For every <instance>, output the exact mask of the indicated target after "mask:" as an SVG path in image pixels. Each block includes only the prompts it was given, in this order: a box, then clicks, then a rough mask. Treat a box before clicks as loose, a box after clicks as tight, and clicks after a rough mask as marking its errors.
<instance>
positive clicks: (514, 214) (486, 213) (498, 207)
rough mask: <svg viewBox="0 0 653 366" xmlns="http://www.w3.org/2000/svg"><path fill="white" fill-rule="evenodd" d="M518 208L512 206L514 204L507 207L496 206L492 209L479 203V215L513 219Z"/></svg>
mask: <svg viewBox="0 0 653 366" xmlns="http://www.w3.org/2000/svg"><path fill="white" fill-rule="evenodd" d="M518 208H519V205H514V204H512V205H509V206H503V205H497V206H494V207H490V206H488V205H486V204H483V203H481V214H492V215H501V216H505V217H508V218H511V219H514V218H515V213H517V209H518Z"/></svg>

* WORK TASK: Would you please print every record exactly as written?

* ANSWER:
For every <instance>, output the exact mask of the indicated target after "mask:" as an SVG path in image pixels. Each block includes only the prompts it was given, in this order: a box, then clicks, then a rough mask. Treat a box before clicks as loose, a box after clicks as tight, and clicks after a rough mask as marking its errors.
<instance>
positive clicks: (514, 214) (486, 213) (498, 207)
rough mask: <svg viewBox="0 0 653 366" xmlns="http://www.w3.org/2000/svg"><path fill="white" fill-rule="evenodd" d="M518 208L512 206L514 204L507 207L496 206L492 209L479 203V215L513 219Z"/></svg>
mask: <svg viewBox="0 0 653 366" xmlns="http://www.w3.org/2000/svg"><path fill="white" fill-rule="evenodd" d="M518 208H519V205H514V204H512V205H509V206H503V205H497V206H494V207H490V206H488V205H486V204H483V203H481V214H492V215H501V216H505V217H508V218H511V219H514V218H515V213H517V209H518Z"/></svg>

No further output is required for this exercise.